(Photo-based referring expression data)
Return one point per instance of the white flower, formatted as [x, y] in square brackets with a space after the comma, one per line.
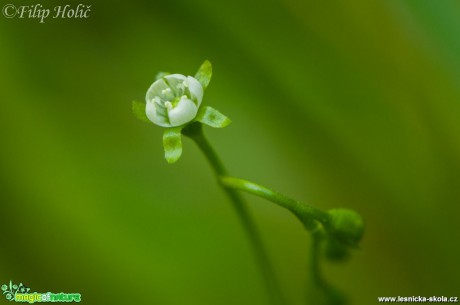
[173, 100]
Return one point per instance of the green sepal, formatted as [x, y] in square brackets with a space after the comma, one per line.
[172, 143]
[139, 111]
[212, 117]
[161, 75]
[204, 74]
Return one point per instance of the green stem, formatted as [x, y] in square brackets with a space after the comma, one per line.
[307, 214]
[195, 132]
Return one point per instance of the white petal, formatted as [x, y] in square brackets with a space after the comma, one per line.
[174, 80]
[184, 112]
[152, 115]
[155, 89]
[195, 89]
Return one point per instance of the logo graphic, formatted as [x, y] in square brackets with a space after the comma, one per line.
[20, 293]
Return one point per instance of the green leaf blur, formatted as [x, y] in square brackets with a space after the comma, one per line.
[352, 104]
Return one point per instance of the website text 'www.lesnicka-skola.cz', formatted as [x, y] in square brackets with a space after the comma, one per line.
[418, 299]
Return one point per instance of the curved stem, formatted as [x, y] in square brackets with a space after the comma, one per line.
[194, 131]
[304, 212]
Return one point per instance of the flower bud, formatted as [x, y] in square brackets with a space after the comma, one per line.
[346, 225]
[173, 100]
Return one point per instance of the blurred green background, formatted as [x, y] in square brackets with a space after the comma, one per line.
[338, 104]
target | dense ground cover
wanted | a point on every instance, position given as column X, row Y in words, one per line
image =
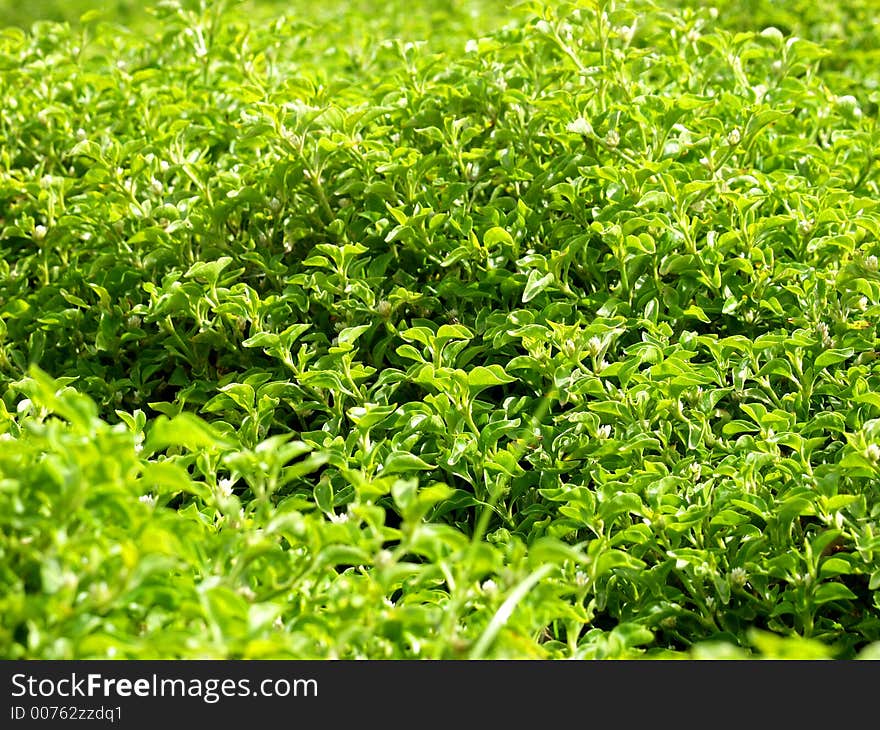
column 474, row 331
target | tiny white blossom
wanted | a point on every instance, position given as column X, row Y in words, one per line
column 580, row 126
column 738, row 577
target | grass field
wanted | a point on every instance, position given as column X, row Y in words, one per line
column 456, row 330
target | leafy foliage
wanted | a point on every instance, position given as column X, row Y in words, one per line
column 431, row 335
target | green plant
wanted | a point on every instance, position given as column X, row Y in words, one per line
column 432, row 335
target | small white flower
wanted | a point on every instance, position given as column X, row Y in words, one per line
column 580, row 126
column 850, row 105
column 738, row 577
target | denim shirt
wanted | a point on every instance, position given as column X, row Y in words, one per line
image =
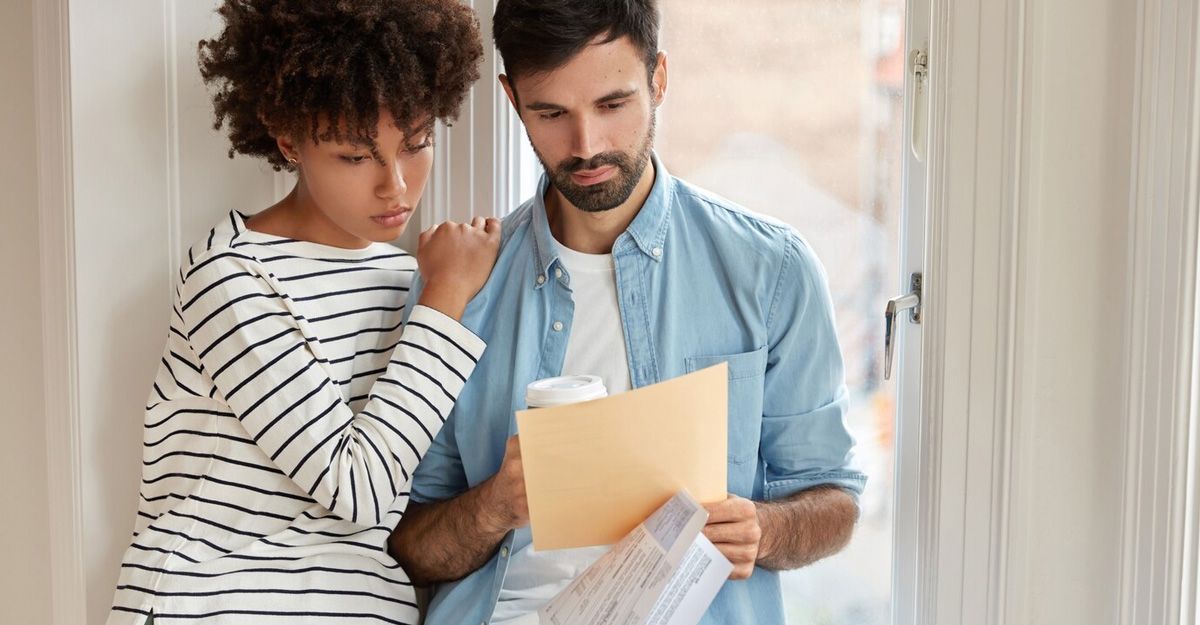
column 700, row 281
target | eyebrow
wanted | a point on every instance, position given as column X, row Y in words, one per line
column 615, row 95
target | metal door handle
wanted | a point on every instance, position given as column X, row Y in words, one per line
column 895, row 306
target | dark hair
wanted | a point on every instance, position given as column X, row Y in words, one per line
column 282, row 67
column 535, row 36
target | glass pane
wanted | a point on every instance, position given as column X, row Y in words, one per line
column 793, row 108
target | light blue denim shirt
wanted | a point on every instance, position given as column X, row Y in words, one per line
column 700, row 281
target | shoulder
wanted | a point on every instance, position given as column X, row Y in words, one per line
column 221, row 253
column 737, row 226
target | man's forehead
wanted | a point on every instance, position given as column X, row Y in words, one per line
column 599, row 70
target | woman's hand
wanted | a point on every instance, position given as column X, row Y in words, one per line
column 455, row 260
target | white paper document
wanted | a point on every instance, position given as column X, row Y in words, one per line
column 663, row 572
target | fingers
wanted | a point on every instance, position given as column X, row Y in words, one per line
column 732, row 510
column 745, row 533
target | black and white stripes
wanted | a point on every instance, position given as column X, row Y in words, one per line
column 283, row 425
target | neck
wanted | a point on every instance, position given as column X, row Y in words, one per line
column 594, row 233
column 297, row 216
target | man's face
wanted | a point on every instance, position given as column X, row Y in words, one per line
column 592, row 121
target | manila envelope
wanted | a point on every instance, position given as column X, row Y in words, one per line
column 594, row 470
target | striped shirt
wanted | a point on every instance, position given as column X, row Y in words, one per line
column 282, row 428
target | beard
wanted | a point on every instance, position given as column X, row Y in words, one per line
column 610, row 193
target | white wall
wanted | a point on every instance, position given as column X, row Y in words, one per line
column 24, row 540
column 1072, row 325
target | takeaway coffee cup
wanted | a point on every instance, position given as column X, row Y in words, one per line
column 564, row 390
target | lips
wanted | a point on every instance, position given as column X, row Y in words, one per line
column 593, row 176
column 393, row 218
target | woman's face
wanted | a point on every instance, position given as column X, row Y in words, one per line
column 346, row 198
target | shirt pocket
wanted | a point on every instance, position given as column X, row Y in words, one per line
column 747, row 371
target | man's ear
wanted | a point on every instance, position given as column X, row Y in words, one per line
column 659, row 79
column 508, row 90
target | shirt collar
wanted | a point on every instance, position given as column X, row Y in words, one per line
column 647, row 232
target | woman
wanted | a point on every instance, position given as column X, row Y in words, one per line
column 289, row 410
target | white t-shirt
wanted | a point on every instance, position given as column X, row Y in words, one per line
column 597, row 347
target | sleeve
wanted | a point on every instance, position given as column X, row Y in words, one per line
column 804, row 437
column 441, row 474
column 250, row 342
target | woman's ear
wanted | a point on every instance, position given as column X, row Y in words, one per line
column 288, row 149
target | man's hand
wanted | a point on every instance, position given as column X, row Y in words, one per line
column 733, row 529
column 505, row 504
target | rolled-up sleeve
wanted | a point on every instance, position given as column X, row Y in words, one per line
column 805, row 442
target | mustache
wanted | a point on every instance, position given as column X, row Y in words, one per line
column 598, row 161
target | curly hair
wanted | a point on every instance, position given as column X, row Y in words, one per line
column 281, row 67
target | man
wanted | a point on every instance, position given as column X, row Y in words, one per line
column 616, row 268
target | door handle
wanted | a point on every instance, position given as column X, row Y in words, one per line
column 895, row 306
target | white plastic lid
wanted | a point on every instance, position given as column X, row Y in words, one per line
column 567, row 389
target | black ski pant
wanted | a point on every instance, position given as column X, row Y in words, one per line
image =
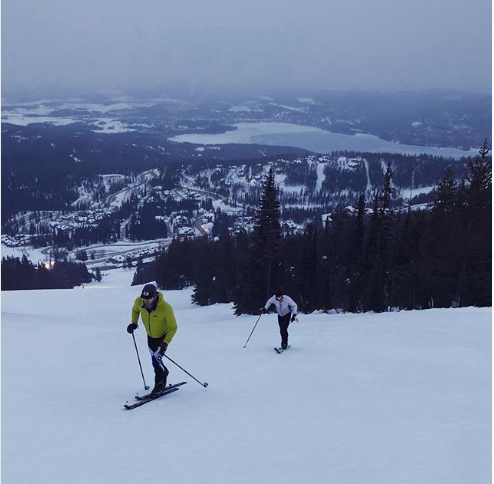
column 284, row 321
column 160, row 370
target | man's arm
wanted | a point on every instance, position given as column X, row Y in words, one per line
column 171, row 323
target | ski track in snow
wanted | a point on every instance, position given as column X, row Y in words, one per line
column 358, row 399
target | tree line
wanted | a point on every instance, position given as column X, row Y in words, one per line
column 21, row 273
column 367, row 259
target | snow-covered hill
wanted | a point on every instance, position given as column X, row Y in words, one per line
column 369, row 398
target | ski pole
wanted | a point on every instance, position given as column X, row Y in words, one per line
column 205, row 384
column 245, row 345
column 139, row 360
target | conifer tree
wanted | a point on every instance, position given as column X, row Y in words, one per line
column 263, row 271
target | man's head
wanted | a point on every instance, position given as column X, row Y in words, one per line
column 149, row 291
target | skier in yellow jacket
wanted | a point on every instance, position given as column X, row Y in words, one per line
column 160, row 324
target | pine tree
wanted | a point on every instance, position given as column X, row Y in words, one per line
column 263, row 271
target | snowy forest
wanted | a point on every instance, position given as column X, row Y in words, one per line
column 359, row 261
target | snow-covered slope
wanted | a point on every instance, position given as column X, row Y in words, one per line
column 370, row 398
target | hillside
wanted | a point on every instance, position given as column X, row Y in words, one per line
column 207, row 197
column 359, row 399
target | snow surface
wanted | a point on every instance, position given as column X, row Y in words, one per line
column 369, row 398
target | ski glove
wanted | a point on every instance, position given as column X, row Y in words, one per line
column 163, row 348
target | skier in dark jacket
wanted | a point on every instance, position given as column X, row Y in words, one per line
column 160, row 324
column 287, row 311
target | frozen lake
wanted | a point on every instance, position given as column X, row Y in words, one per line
column 313, row 139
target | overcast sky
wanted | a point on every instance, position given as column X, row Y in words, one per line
column 246, row 44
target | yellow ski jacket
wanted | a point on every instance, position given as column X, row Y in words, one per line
column 159, row 322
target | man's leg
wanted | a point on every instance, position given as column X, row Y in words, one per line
column 283, row 322
column 160, row 370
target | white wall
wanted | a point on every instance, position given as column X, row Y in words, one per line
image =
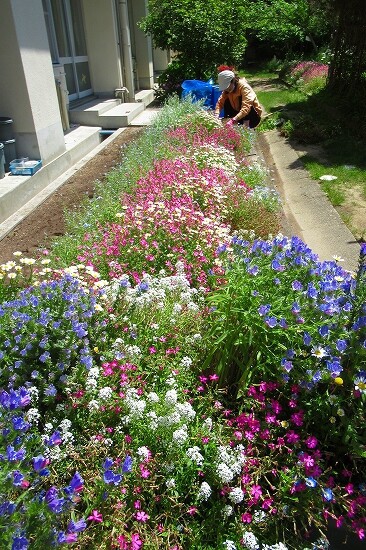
column 27, row 85
column 103, row 46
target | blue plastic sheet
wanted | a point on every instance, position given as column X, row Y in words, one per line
column 198, row 90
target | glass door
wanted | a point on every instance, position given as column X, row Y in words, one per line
column 68, row 30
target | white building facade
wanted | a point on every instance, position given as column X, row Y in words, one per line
column 58, row 53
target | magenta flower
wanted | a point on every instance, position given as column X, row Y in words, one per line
column 246, row 518
column 311, row 442
column 96, row 516
column 142, row 516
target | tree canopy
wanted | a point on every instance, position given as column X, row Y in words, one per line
column 203, row 33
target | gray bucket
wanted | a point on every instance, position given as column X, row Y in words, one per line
column 2, row 161
column 10, row 152
column 6, row 130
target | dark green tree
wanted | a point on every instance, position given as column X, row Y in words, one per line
column 203, row 33
column 347, row 73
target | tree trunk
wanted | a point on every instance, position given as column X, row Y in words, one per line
column 347, row 72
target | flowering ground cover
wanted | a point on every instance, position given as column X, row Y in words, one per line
column 177, row 374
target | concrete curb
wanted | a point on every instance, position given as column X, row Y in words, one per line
column 306, row 207
column 12, row 221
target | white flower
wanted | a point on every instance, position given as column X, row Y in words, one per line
column 186, row 411
column 250, row 541
column 93, row 405
column 143, row 453
column 227, row 510
column 171, row 397
column 204, row 492
column 236, row 495
column 207, row 423
column 33, row 415
column 91, row 384
column 93, row 372
column 225, row 473
column 152, row 397
column 105, row 393
column 65, row 424
column 186, row 362
column 180, row 435
column 194, row 454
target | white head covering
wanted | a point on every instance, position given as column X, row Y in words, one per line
column 224, row 78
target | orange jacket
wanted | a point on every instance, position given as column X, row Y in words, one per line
column 248, row 99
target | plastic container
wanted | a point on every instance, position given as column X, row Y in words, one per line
column 2, row 161
column 6, row 130
column 10, row 152
column 214, row 98
column 198, row 90
column 25, row 167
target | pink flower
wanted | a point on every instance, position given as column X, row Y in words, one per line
column 96, row 516
column 142, row 516
column 136, row 542
column 246, row 518
column 256, row 491
column 311, row 442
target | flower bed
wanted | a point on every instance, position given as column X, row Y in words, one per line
column 178, row 377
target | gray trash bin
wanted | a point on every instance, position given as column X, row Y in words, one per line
column 6, row 131
column 10, row 152
column 2, row 161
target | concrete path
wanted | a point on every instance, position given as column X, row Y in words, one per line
column 308, row 212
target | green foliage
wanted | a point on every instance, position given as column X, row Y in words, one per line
column 204, row 33
column 288, row 26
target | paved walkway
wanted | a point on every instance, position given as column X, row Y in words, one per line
column 308, row 212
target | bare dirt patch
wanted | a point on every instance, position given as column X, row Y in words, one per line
column 47, row 221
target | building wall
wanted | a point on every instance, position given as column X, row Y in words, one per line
column 27, row 85
column 101, row 34
column 142, row 47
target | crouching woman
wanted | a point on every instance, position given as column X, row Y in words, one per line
column 238, row 100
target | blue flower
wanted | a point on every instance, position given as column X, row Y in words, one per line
column 111, row 478
column 311, row 482
column 108, row 463
column 20, row 543
column 127, row 465
column 328, row 495
column 40, row 462
column 76, row 526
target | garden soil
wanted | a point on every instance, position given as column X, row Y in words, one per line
column 47, row 221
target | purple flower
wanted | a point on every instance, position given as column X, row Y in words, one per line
column 127, row 465
column 76, row 526
column 263, row 310
column 328, row 495
column 111, row 478
column 17, row 478
column 40, row 462
column 296, row 285
column 19, row 543
column 55, row 439
column 77, row 483
column 13, row 455
column 108, row 463
column 271, row 321
column 311, row 482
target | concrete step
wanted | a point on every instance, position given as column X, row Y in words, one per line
column 146, row 118
column 17, row 191
column 88, row 113
column 145, row 96
column 120, row 116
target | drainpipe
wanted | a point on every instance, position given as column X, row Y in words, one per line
column 125, row 46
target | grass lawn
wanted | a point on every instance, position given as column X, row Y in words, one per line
column 316, row 120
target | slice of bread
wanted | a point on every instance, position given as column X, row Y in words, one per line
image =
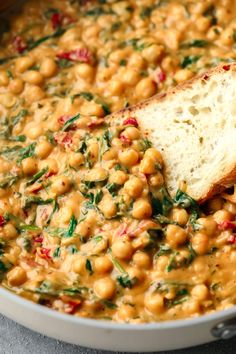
column 194, row 126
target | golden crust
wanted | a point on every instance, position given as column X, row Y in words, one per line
column 230, row 178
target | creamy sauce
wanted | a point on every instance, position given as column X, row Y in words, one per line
column 86, row 224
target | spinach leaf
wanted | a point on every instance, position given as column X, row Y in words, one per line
column 106, row 141
column 72, row 227
column 10, row 151
column 27, row 244
column 86, row 95
column 189, row 60
column 134, row 43
column 146, row 12
column 8, row 180
column 185, row 201
column 25, row 152
column 113, row 188
column 88, row 266
column 211, row 13
column 37, row 176
column 163, row 249
column 57, row 252
column 125, row 281
column 94, row 199
column 36, row 200
column 163, row 205
column 4, row 26
column 16, row 119
column 20, row 138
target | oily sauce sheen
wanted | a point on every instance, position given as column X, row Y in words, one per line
column 86, row 224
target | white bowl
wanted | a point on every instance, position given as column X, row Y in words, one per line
column 108, row 335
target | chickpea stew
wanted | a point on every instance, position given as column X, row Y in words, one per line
column 86, row 224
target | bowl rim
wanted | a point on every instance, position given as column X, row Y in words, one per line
column 103, row 324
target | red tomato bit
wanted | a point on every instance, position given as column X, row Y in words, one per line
column 131, row 121
column 19, row 44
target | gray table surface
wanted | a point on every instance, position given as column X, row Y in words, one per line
column 15, row 339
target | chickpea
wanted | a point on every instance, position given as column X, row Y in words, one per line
column 84, row 229
column 33, row 132
column 48, row 67
column 142, row 260
column 147, row 166
column 118, row 177
column 85, row 71
column 215, row 204
column 16, row 86
column 137, row 275
column 172, row 39
column 79, row 265
column 136, row 61
column 130, row 77
column 145, row 88
column 214, row 32
column 10, row 232
column 61, row 185
column 226, row 37
column 108, row 207
column 134, row 187
column 156, row 180
column 4, row 79
column 29, row 166
column 200, row 292
column 34, row 93
column 23, row 63
column 128, row 157
column 183, row 75
column 33, row 77
column 17, row 276
column 200, row 243
column 7, row 100
column 115, row 88
column 153, row 53
column 222, row 215
column 175, row 235
column 154, row 303
column 203, row 23
column 103, row 265
column 110, row 154
column 76, row 159
column 155, row 155
column 180, row 216
column 92, row 109
column 51, row 164
column 208, row 225
column 116, row 56
column 105, row 288
column 122, row 249
column 131, row 133
column 126, row 312
column 231, row 207
column 93, row 151
column 141, row 209
column 43, row 149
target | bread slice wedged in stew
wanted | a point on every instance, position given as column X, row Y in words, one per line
column 194, row 126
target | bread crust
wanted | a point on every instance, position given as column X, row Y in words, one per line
column 230, row 177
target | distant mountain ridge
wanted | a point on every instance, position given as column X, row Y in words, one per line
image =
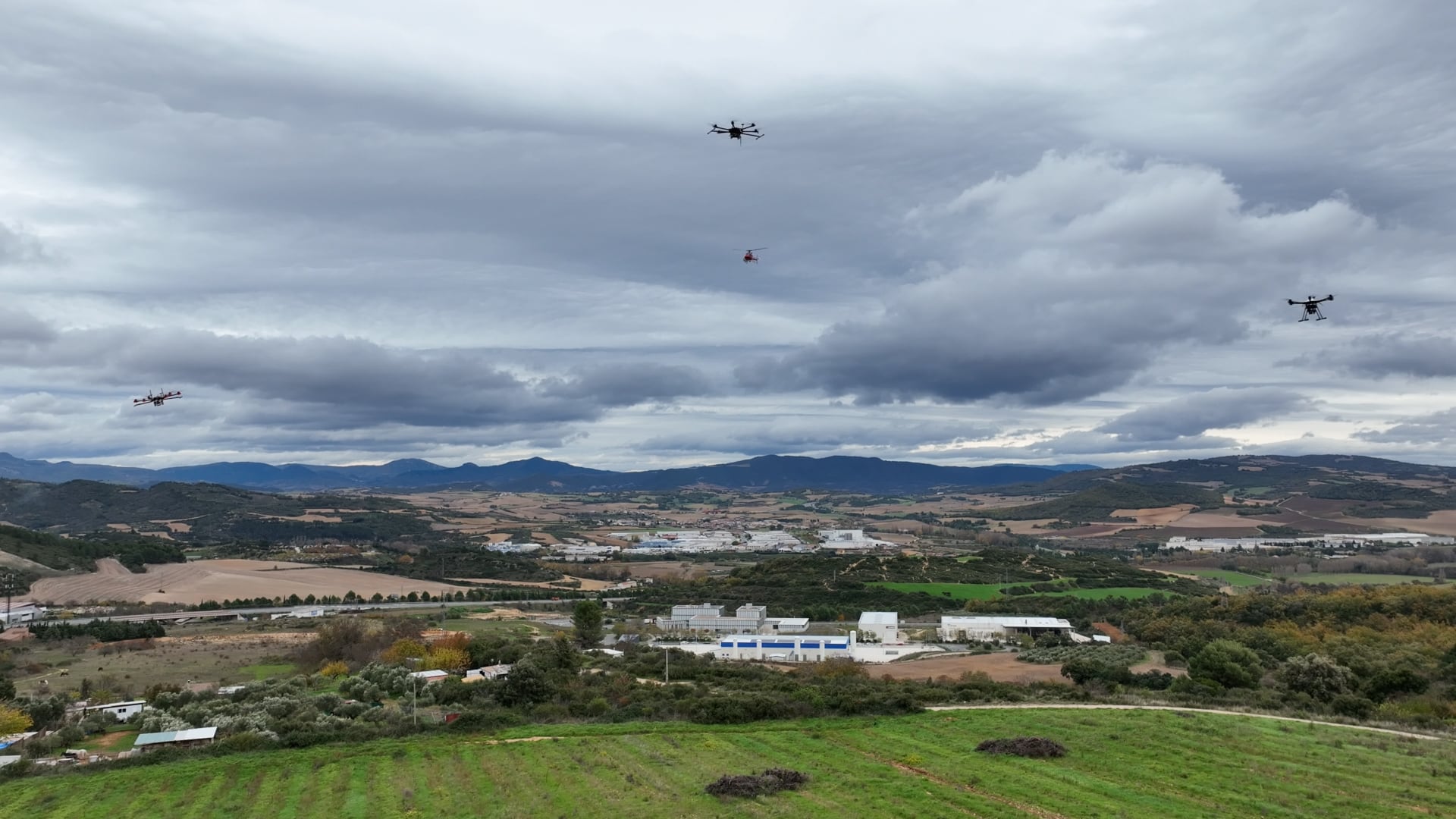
column 769, row 472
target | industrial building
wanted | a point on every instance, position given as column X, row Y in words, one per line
column 802, row 649
column 881, row 626
column 797, row 649
column 747, row 620
column 852, row 541
column 19, row 614
column 995, row 627
column 187, row 738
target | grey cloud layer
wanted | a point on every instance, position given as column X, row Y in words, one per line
column 1002, row 231
column 1068, row 281
column 360, row 382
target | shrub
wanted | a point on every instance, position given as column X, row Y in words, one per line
column 748, row 786
column 335, row 670
column 1030, row 746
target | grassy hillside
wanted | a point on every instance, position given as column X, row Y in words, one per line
column 824, row 588
column 215, row 513
column 1119, row 764
column 82, row 553
column 1098, row 502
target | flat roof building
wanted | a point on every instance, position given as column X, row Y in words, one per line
column 177, row 739
column 993, row 627
column 799, row 649
column 17, row 614
column 120, row 710
column 884, row 626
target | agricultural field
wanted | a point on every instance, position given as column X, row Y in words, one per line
column 1359, row 579
column 197, row 653
column 1237, row 579
column 1059, row 654
column 221, row 579
column 1119, row 764
column 954, row 591
column 992, row 591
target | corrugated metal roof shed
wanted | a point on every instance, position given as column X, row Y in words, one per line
column 188, row 735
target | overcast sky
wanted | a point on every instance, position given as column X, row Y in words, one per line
column 996, row 232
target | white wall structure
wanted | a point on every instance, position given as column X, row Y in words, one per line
column 957, row 629
column 120, row 710
column 852, row 541
column 18, row 614
column 884, row 626
column 801, row 649
column 747, row 620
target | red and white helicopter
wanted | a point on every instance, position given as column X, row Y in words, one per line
column 156, row 400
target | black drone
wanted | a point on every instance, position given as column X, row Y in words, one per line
column 1312, row 308
column 737, row 131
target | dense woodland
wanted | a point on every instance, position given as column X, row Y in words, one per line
column 80, row 553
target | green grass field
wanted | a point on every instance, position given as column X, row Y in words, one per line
column 1120, row 764
column 992, row 591
column 1235, row 579
column 952, row 591
column 268, row 670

§ Task requirements
Make an exact copy of each line, beginning at the one containing "target | corrugated metal roof shed" and ending with the last line of the data, and of no other line.

§ Final answer
target | corrugated metal roof shed
wanted | a point on every instance, position given as column X, row Y in words, one per line
column 188, row 735
target | overcast sky
wanted | a point on every instance, position given as column X, row Y in words, one per line
column 996, row 232
target | white wall structure
wanted | a point on every instance, position given as column X, row Y in words, one per line
column 957, row 629
column 120, row 710
column 852, row 541
column 18, row 614
column 884, row 626
column 801, row 649
column 747, row 620
target | red and white helicopter
wanted | a point on every instance, position given as column X, row Y in words, one per line
column 156, row 400
target | black drone
wanted | a point on every instance, position given as column X, row Y in words, one per line
column 1312, row 308
column 737, row 131
target | dense woodland
wanted | a point on every instance, position given as column X, row Y in words, one per line
column 80, row 553
target | green grass field
wanted | a point on every instance, position given as column X, row Y in words, one per line
column 1120, row 764
column 992, row 591
column 1235, row 579
column 952, row 591
column 268, row 670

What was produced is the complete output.